Selected passage |

I don't have an answer. I rewind the crime scene in my mind [...] There's something there in the stink and noise and darkness, something hot and obsessive and ripe. But I don't know what it is.
The pair's honest confusion is effectively disconcerting as a way of drawing you into this future's dominant worldview: parenting is seen as bizarre, selfish, wilfully destructive. But the narrator's rehearsal of his disgust begins to sound hollow, even to him:
Who the hell chooses to live in dark apartments with shitty diapers, instant food, and no sleep for years on end? The whole breeding thing is an anachronism - twenty-first-century ritual torture we don't need anymore. But these girls keep trying to turn back the clock and pop out the pups, little lizard brains compelled to pass on some DNA. And there's a new batch every year, little burps of offspring cropping up here and there, the convulsions of a species trying to restart itself and get evolution rolling again, like we can’t tell that we've already won.
He begins, inevitably, to Have Doubts. The sterility of rejoo is both biological and, it is argued, conceptual; immortality has produced nothing more than a society of the self-obsessed, all vapidity and stunted imaginations. This is where - on a re-read, with the shock value of the events consequently diminished - the premise began to lose me: it all starts to feel too much like a smug morality tale. And so, indeed, it proves. As the story wears on, Bacigalupi begins to lay on the gotcha a little too thickly; the characters' confusion edges over from interestingly alienating into look-how-wrong-they-are mockery:
She smiles and stands on tiptoe to kiss me. "If we weren't going to live forever, I'd marry you."
I laugh. "If we weren't going to live forever, I'd get you pregnant."
We look at each other. Alice laughs unsteadily and takes it as a joke.
"Don't be gross."
Marriage and pregnancy as gross-out punchline; how edgy. Which side do you think we're meant to be on, boys and girls? From here it is, unfortunately, but a short few steps to the narrator discovering a baby he can't bring himself to kill, and a woman - its mother - who turns him on with her body that fulfils its proper female functions and her voice that drips with the self-denying rage of maternal instinct. Biology, it turns out, really is destiny. It's not just, as Niall says, a cop-out; it's downright throwback.
Still, the story wallows in some wonderfully foetid-fecund imagery ("Everywhere I go, the baby world is ripping open around me, melons and seedpods and fertile wombs splitting open and vomiting babies onto the ground. We're drowning in babies. The jungle seems to seethe with them"). Such imagery, Pump Six demonstrates, is one of Bacigalupi's trademarks. The oldest piece here, 'Pocketful of Dharma' (1999), sets the tone with its striking description of a sort of organic engineering at work, a city growing into life like an immense artificial tree:
Construction workers dangled from its rising skeleton, swinging from one section of growth to the next on long rappelling belts. Others clambered unsecured, digging their fingers into the honeycomb structure, climbing the struts with careless dangerous ease. Soon the growing core would overwhelm the wet-tiled roofs of the old city. Then Huojianzhu, the Living Architecture, would become Chengdu entirely.

Exercise details |
Carry the review of Bacigalupi's Pump Six forward from its final sentence. The records that follow are unrelated material, separate from the review.

Extracted data entries:
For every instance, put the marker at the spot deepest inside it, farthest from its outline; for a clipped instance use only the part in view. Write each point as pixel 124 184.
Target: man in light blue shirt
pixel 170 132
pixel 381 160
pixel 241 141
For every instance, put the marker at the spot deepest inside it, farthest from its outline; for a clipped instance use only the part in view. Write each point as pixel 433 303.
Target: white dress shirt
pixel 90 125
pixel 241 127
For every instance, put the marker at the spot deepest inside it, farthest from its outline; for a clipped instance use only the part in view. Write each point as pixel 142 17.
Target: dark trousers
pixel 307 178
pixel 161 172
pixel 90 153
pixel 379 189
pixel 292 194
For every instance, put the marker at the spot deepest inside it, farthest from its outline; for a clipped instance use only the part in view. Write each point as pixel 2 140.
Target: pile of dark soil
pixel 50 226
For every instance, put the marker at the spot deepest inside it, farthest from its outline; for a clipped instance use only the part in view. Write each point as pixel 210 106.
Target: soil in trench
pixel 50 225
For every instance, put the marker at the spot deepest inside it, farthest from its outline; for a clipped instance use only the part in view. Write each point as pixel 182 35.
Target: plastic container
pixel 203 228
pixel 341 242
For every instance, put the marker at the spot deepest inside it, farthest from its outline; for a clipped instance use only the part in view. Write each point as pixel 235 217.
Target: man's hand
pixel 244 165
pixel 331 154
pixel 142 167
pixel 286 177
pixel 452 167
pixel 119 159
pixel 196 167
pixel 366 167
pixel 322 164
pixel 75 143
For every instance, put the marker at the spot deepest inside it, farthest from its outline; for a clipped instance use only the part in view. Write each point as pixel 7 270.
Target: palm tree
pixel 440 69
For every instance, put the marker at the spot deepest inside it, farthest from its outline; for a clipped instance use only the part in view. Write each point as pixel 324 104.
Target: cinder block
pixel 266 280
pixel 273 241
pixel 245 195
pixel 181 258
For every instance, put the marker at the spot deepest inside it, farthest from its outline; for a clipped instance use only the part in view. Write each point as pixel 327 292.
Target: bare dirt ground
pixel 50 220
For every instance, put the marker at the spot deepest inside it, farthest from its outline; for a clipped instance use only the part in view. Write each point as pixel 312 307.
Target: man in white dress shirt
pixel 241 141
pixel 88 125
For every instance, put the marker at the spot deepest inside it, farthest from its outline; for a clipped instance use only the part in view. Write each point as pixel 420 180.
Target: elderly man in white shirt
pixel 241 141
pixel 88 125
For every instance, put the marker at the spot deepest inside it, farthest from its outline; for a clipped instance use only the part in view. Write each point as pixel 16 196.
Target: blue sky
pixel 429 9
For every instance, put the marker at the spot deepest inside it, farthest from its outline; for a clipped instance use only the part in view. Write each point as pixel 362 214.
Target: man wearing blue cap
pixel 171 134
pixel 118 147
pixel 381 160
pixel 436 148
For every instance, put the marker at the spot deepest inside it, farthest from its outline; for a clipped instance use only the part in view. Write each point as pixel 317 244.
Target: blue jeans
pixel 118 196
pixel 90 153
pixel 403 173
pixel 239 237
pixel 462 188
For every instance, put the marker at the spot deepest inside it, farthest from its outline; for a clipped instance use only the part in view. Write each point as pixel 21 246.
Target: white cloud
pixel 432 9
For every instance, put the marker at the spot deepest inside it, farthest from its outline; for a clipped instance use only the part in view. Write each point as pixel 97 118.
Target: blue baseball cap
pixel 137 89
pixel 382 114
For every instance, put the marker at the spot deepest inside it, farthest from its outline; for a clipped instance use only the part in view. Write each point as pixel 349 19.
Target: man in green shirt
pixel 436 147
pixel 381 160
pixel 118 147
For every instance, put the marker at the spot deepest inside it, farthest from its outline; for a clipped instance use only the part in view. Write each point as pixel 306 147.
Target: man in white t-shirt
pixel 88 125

Result for this exercise |
It grew on lattices of minerals, laying its own skeleton and following with cellulose skin. Infrastructure strong and broad, growing and branching, it settled roots deep into the green fertile soil of the Sichuan basin. It drew nutrients and minerals from the soil and sun, and the water of the rancid Bing Jiang; sucking at pollutants as willingly as it ate the sunlight which filtered through twining sooty mist.
Within, its veins and arteries grew pipelines to service the waste and food and data needs of its coming occupants. It was an animal vertical city built first in the fertile minds of the Biotects and now growing into reality.
The story itself is a minor one, by the collection's standards: a Blade Runner-inflected portrait of the neon-lit, rain-lashed halfworld that exists in the shadows of all this, seen through the eyes of a scarred and half-crippled economic refugee from "a silent dirt village where no thing lived", forced into criminal courier jobs by the need to eat. Despite its stylish trappings, though - and a disembodied Dalai Lama in a datacube, a cute and rather poignant touch - 'Dharma' is a fairly conventional tale of a black market job gone wrong and a young man in over his head.
The firmly East Asian future of 'Dharma' finds echoes in a pair of linked stories here, as well is in Bacigalupi's first novel, The Wind-Up Girl. 2005's 'The Calorie Man' introduces another post-collapse future in which - fossil fuels having run out - food is the new fuel, and control of 'calories' is consequently big business. Biotech companies have, accordingly, developed a stranglehold on agricultural production, tightly regulating the availability of food to protect the energy markets - that is, their profits - against any possible "flood of food". In an extrapolation of current trends, crops are genetically modified for maximal energy output, and the biotech companies hold the copyright, obliging anyone who grows their wares to pay royalties.
Subsistence farming is, unsurprisingly, squeezed out; given the demand for grain to power transport and electricity, many go hungry, despite high yields and the efforts of agribusiness accountants - "those small gods with more power than Kali to destroy the world", as the main character Lalji thinks of them - to "calculate calorie burn quotas for the world". Maudlin Lalji gets mixed up in smuggling "unstamped" calories - grain taken from fields before the proprietory firm can extract its royalties - and unusually for Bacigalupi this tale has a relatively hopeful ending. In the wrong hands, genetics can create destructive monocultures; in the right hands, it offers subversive solutions to corporate domination.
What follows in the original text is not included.